» EXERCISE
How many lines of the records below contain the string "query"? Match case exactly and reply with the number only.

Rows of box annotation data:
┄┄┄┄┄┄┄┄┄┄

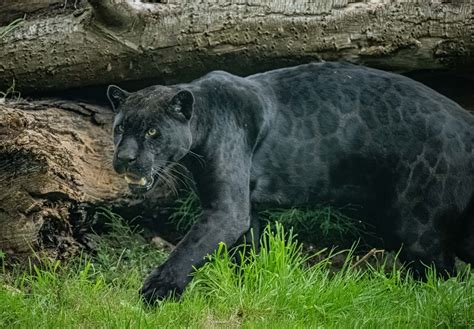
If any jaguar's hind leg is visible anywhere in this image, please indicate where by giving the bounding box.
[400,206,455,279]
[454,199,474,267]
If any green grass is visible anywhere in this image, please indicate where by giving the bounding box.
[0,211,474,328]
[170,191,371,246]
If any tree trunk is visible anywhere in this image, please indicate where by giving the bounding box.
[0,103,176,255]
[0,0,474,93]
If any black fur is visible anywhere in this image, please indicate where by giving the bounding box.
[109,63,474,302]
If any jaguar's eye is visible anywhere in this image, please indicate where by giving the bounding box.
[146,128,156,137]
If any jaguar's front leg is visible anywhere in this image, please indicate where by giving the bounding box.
[140,184,250,303]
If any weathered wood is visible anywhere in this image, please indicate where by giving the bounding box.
[0,0,474,93]
[0,103,174,255]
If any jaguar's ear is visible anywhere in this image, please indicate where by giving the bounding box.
[168,90,194,121]
[107,85,130,113]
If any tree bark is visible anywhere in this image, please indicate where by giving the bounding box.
[0,0,474,93]
[0,103,176,256]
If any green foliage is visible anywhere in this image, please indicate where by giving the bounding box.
[260,206,369,246]
[94,207,167,280]
[0,79,21,104]
[170,191,370,246]
[0,218,474,328]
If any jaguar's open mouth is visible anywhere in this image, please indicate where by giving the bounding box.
[124,173,156,193]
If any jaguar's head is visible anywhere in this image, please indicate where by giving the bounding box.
[107,86,194,193]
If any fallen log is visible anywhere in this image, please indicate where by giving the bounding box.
[0,0,474,93]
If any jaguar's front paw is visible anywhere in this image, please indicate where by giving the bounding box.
[140,268,183,304]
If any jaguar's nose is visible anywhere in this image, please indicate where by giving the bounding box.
[117,150,137,165]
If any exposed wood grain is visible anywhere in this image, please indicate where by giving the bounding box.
[0,0,474,92]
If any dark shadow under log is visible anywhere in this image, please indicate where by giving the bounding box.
[0,104,175,255]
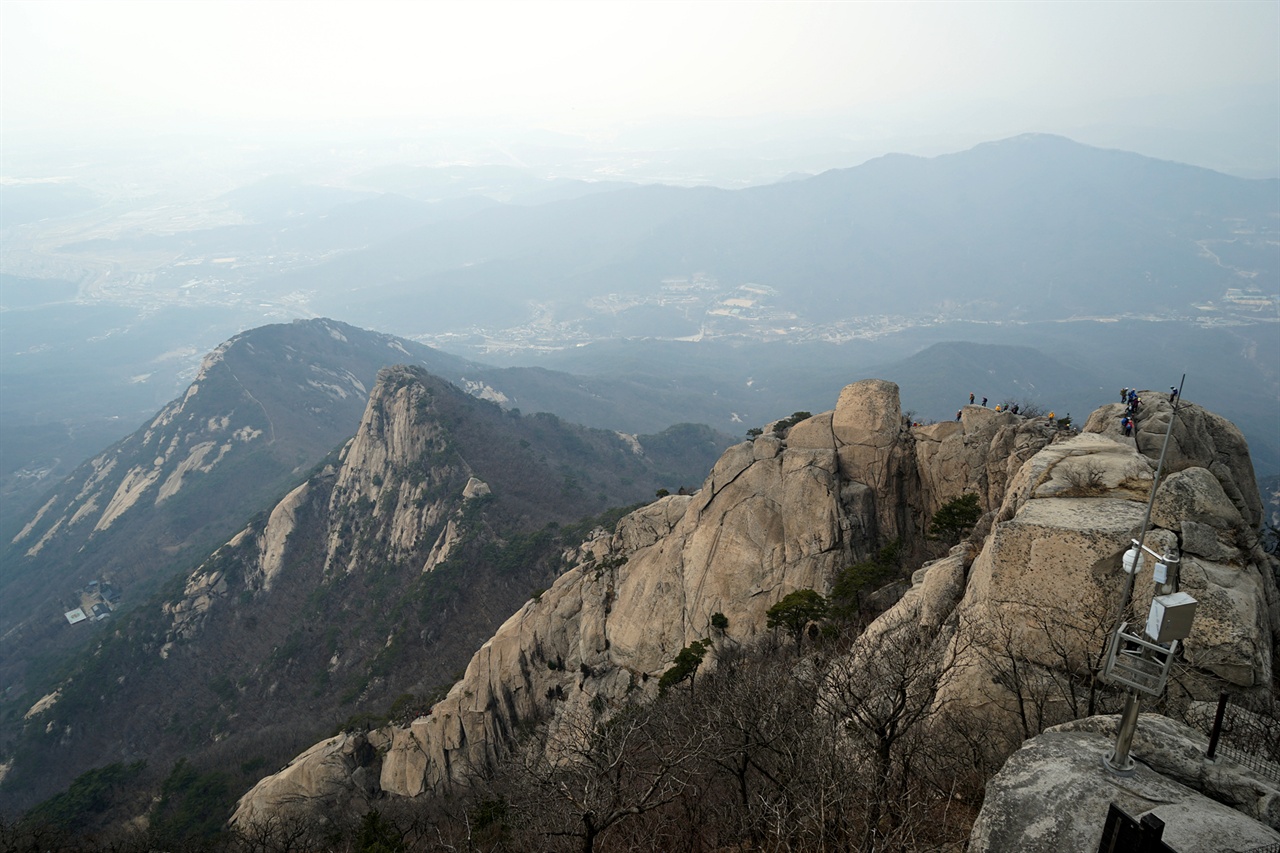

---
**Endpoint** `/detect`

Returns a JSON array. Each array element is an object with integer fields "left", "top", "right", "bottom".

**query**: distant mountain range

[
  {"left": 244, "top": 134, "right": 1280, "bottom": 337},
  {"left": 0, "top": 320, "right": 730, "bottom": 701}
]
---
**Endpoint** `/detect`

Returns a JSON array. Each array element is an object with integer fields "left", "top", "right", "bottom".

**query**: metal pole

[
  {"left": 1102, "top": 690, "right": 1138, "bottom": 776},
  {"left": 1204, "top": 690, "right": 1228, "bottom": 761}
]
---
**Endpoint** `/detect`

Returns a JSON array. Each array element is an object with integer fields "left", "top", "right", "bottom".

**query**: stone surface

[
  {"left": 969, "top": 715, "right": 1280, "bottom": 853},
  {"left": 235, "top": 380, "right": 1277, "bottom": 829}
]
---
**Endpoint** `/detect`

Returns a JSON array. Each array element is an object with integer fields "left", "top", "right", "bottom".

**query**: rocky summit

[{"left": 234, "top": 380, "right": 1280, "bottom": 849}]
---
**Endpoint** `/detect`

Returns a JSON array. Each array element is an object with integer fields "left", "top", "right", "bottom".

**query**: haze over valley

[{"left": 0, "top": 0, "right": 1280, "bottom": 853}]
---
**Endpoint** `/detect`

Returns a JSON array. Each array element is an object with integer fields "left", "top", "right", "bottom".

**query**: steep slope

[
  {"left": 237, "top": 380, "right": 1053, "bottom": 822},
  {"left": 3, "top": 366, "right": 721, "bottom": 817},
  {"left": 236, "top": 382, "right": 1280, "bottom": 825},
  {"left": 0, "top": 320, "right": 471, "bottom": 684}
]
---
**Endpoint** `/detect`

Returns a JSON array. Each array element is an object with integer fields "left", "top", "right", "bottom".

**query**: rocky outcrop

[
  {"left": 969, "top": 715, "right": 1280, "bottom": 853},
  {"left": 236, "top": 380, "right": 1276, "bottom": 824},
  {"left": 229, "top": 731, "right": 387, "bottom": 825},
  {"left": 236, "top": 380, "right": 1053, "bottom": 822},
  {"left": 931, "top": 394, "right": 1280, "bottom": 733}
]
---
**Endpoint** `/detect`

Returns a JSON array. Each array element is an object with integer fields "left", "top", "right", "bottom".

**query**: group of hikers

[
  {"left": 956, "top": 391, "right": 1056, "bottom": 427},
  {"left": 956, "top": 386, "right": 1178, "bottom": 438}
]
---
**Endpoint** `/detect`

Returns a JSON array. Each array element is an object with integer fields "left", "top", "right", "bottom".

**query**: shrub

[{"left": 929, "top": 492, "right": 982, "bottom": 542}]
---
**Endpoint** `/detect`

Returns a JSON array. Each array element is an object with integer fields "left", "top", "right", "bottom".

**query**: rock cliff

[
  {"left": 234, "top": 380, "right": 1280, "bottom": 824},
  {"left": 236, "top": 380, "right": 1059, "bottom": 824}
]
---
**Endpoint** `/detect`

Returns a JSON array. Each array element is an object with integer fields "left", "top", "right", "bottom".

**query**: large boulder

[{"left": 969, "top": 715, "right": 1280, "bottom": 853}]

┄┄┄┄┄┄┄┄┄┄

» EXPECTED ANSWER
11